[Stored dataset items]
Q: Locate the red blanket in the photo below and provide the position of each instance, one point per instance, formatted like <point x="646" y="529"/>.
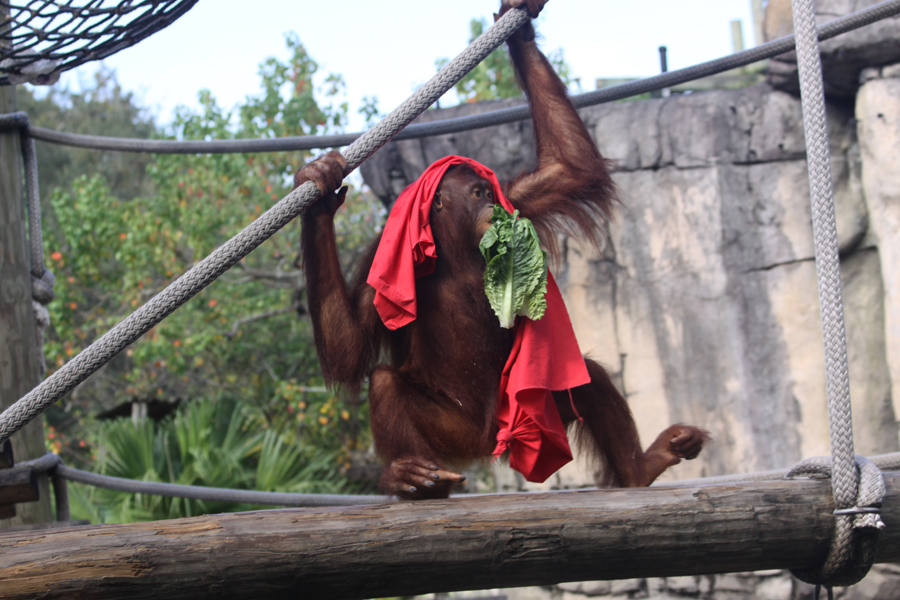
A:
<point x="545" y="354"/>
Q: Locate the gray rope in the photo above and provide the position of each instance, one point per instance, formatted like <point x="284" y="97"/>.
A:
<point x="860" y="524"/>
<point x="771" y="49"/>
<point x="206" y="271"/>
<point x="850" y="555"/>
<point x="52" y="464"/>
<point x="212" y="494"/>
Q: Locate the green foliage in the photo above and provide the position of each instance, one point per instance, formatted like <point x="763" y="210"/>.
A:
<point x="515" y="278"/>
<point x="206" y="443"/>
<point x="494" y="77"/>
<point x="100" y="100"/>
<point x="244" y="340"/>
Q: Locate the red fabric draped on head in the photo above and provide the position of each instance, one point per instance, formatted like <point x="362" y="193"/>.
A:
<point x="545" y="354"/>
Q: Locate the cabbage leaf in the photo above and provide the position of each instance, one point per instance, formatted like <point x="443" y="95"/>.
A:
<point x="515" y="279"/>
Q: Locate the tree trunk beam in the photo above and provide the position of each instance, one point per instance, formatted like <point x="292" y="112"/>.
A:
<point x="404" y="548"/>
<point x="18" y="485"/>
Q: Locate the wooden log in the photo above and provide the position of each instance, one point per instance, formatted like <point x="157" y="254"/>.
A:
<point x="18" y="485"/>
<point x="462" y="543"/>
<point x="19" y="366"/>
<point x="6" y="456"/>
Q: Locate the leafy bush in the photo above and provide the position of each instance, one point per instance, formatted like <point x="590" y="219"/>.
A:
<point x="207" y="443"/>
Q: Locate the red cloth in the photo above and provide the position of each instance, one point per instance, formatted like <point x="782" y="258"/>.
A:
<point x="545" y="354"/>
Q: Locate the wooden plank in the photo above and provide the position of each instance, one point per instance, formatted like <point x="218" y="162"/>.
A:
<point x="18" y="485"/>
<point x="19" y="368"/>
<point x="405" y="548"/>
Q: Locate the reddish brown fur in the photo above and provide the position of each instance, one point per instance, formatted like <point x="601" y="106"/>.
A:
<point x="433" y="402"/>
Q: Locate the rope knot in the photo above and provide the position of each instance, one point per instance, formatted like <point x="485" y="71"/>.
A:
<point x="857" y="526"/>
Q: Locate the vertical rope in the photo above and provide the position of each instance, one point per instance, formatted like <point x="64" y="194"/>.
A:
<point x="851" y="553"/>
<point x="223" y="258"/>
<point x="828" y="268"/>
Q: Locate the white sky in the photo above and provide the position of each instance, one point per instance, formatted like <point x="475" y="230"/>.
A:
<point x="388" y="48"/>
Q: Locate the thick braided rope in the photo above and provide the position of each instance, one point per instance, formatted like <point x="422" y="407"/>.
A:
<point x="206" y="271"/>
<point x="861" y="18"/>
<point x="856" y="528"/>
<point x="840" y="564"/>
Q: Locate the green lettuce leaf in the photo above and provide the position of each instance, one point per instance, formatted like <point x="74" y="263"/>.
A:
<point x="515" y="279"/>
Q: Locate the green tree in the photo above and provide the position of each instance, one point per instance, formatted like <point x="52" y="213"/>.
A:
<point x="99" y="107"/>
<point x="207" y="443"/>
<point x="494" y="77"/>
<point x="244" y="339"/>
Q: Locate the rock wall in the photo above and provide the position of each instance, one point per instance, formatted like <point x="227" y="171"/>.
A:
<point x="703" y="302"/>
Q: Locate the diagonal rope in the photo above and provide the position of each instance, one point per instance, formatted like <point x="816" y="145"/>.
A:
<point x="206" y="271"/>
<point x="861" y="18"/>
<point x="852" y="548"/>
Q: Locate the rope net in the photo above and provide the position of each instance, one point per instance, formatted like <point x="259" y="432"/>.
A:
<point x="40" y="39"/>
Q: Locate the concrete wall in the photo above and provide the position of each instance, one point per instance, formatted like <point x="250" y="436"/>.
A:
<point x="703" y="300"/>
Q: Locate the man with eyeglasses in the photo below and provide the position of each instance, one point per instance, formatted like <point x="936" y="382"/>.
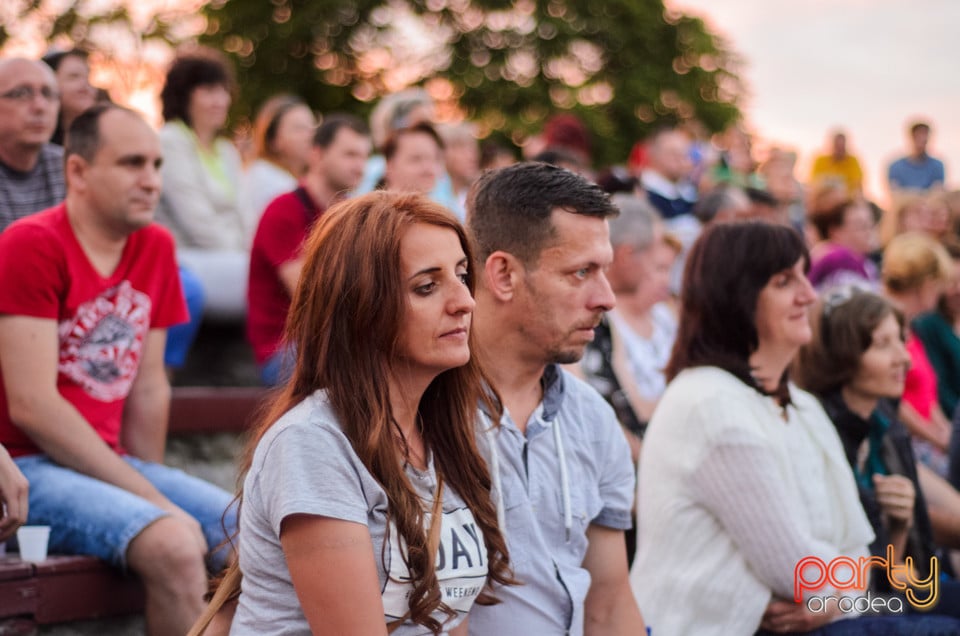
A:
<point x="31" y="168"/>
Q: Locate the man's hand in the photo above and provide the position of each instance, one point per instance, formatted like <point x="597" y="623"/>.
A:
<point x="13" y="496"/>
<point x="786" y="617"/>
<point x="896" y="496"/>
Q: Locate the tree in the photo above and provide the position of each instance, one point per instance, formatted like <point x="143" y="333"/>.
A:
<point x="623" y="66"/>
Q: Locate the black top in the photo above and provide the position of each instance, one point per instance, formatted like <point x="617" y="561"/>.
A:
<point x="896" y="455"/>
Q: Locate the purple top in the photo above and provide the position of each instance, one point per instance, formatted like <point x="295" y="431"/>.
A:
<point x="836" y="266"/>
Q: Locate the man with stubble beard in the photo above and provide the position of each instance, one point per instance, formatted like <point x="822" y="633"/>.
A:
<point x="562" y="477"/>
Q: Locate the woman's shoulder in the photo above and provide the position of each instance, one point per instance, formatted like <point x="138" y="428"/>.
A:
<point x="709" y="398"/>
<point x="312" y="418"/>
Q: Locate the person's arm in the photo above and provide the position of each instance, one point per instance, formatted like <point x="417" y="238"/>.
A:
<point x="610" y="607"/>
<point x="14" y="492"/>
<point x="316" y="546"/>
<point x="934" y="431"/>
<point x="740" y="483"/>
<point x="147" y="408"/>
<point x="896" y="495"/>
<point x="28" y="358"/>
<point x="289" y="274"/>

--

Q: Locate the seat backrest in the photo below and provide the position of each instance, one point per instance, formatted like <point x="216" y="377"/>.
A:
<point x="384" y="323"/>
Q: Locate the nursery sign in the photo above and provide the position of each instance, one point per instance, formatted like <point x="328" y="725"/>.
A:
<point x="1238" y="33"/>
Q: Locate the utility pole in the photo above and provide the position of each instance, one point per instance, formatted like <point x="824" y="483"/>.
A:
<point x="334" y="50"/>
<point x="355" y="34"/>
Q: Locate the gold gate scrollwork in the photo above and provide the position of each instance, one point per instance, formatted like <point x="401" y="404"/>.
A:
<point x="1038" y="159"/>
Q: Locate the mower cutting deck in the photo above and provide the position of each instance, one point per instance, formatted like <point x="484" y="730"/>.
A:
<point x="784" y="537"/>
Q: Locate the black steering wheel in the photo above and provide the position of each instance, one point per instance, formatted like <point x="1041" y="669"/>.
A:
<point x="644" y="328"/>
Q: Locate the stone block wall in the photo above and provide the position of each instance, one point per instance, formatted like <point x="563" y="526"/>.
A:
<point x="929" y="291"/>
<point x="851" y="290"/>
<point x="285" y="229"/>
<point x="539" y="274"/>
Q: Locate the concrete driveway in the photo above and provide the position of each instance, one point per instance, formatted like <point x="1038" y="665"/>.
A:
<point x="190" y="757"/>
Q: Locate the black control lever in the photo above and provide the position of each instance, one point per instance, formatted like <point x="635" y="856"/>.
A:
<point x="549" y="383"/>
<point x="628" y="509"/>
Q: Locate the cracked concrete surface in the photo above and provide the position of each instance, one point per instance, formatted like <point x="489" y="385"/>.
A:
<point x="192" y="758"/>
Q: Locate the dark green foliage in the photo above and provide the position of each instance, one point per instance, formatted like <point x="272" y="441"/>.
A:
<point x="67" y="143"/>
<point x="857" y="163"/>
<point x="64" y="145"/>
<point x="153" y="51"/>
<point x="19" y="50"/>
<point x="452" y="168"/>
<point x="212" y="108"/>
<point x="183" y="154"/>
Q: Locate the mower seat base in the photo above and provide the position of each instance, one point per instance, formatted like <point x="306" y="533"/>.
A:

*WORK INSTRUCTIONS*
Each line of the data above that contains the string "wooden" should be counted; give only the total.

*SOLUTION TO THIS EXERCISE*
2